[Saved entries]

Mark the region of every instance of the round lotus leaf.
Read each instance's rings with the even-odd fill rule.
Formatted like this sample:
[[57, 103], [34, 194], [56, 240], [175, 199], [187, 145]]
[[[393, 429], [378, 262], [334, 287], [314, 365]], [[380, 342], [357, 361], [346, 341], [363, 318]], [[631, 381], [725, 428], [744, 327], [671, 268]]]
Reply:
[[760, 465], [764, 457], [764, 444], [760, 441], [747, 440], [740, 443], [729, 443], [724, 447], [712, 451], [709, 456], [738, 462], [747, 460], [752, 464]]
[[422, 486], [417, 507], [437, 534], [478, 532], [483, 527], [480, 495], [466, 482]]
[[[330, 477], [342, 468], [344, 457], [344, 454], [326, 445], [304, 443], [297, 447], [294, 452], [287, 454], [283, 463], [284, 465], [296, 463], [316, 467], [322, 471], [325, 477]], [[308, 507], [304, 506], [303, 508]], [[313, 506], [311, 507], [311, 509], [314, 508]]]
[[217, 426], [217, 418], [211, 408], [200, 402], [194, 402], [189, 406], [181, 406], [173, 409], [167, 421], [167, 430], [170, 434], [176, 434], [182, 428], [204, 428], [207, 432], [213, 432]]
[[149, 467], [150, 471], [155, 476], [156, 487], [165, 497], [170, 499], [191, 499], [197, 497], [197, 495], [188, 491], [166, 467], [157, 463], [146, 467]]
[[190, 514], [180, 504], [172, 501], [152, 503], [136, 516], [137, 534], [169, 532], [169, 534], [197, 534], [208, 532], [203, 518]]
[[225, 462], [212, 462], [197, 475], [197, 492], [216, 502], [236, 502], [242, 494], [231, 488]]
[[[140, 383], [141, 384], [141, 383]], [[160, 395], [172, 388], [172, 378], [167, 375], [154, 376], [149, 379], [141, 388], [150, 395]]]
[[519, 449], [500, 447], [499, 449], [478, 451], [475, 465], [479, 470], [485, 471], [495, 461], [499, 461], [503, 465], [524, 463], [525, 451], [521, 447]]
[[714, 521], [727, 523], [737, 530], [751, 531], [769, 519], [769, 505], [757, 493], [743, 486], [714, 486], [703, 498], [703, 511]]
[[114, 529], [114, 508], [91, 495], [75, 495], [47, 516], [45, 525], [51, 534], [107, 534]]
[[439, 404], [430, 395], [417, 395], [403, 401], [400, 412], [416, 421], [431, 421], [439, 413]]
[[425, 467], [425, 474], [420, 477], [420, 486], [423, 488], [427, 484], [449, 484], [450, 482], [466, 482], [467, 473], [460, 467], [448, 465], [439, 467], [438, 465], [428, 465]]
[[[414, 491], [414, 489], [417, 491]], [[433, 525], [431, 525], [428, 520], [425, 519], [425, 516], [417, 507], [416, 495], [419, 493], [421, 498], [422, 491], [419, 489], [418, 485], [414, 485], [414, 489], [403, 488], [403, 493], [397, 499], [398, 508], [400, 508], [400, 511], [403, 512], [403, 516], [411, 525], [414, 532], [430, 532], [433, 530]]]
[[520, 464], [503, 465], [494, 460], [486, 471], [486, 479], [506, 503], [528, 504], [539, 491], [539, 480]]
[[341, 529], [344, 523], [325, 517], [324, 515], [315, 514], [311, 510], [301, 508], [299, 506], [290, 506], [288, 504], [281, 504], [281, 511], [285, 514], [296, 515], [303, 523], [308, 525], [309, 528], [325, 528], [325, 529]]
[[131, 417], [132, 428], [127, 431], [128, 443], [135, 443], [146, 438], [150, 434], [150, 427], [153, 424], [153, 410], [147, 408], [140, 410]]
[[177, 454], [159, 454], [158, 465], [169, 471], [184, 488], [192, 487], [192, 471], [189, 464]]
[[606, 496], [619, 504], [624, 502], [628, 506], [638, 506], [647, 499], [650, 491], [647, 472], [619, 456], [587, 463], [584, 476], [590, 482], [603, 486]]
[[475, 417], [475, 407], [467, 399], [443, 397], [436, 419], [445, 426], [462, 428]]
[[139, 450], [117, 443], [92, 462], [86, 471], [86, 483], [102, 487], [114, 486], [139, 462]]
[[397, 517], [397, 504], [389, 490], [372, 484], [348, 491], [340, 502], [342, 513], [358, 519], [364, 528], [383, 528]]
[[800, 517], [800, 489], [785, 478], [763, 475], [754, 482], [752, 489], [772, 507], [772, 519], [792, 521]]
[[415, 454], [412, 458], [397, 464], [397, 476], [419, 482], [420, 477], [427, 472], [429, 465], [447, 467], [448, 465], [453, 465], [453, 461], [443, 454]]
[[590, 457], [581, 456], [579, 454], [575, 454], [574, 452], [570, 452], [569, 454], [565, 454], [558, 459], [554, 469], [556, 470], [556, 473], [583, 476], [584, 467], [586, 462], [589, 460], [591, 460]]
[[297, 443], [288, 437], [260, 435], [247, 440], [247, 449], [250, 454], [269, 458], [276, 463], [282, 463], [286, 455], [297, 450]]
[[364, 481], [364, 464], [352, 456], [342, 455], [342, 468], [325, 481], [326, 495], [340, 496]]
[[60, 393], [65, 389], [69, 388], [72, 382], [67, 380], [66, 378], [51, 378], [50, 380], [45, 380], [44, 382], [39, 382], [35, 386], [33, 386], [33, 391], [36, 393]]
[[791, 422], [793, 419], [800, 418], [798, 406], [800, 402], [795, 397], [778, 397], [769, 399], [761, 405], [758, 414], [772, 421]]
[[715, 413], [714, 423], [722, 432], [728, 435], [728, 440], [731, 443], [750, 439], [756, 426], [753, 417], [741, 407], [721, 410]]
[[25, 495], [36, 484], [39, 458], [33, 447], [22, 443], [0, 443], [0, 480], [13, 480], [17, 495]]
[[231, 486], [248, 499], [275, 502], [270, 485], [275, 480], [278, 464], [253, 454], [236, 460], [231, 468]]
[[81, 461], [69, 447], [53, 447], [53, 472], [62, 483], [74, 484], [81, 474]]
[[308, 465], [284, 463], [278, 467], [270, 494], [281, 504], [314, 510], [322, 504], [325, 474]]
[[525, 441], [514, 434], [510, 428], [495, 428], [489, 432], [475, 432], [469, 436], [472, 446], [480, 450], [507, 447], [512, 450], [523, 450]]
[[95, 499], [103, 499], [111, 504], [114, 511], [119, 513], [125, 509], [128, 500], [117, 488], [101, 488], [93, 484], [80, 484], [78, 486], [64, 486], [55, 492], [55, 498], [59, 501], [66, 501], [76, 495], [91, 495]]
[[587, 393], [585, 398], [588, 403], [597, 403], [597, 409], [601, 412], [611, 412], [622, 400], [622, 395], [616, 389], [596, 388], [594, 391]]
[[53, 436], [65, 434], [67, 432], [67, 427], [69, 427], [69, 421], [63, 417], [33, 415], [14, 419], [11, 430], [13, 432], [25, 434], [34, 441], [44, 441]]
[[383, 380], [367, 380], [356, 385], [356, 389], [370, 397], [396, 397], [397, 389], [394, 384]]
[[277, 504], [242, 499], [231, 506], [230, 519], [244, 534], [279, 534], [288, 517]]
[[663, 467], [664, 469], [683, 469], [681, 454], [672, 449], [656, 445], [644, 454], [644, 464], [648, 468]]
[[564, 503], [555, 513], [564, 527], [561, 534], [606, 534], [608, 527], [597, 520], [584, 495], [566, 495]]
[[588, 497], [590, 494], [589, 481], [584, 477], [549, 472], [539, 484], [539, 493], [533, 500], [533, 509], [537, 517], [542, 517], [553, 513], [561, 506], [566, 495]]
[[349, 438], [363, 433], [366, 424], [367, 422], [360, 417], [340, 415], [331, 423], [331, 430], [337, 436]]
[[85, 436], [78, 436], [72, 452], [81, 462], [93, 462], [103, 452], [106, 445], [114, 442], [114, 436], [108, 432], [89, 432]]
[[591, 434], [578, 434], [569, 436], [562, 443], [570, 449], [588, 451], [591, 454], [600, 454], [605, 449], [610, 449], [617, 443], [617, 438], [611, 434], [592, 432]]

▶ **TASK PROMPT**
Repeat exactly the lines above, starting with the first line of the records and finishing with the line holding "327], [671, 268]]]". Add no other line.

▶ **EXERCISE SOLUTION**
Mark the region of every instance of the round lotus leaf.
Read each instance's rings with the even-odd fill rule.
Formatted like this sample:
[[57, 103], [34, 194], [56, 240], [175, 199], [187, 145]]
[[[393, 429], [378, 262], [334, 287], [314, 365]], [[380, 342], [357, 361], [346, 341], [363, 318]], [[631, 381], [725, 428], [744, 327], [671, 268]]]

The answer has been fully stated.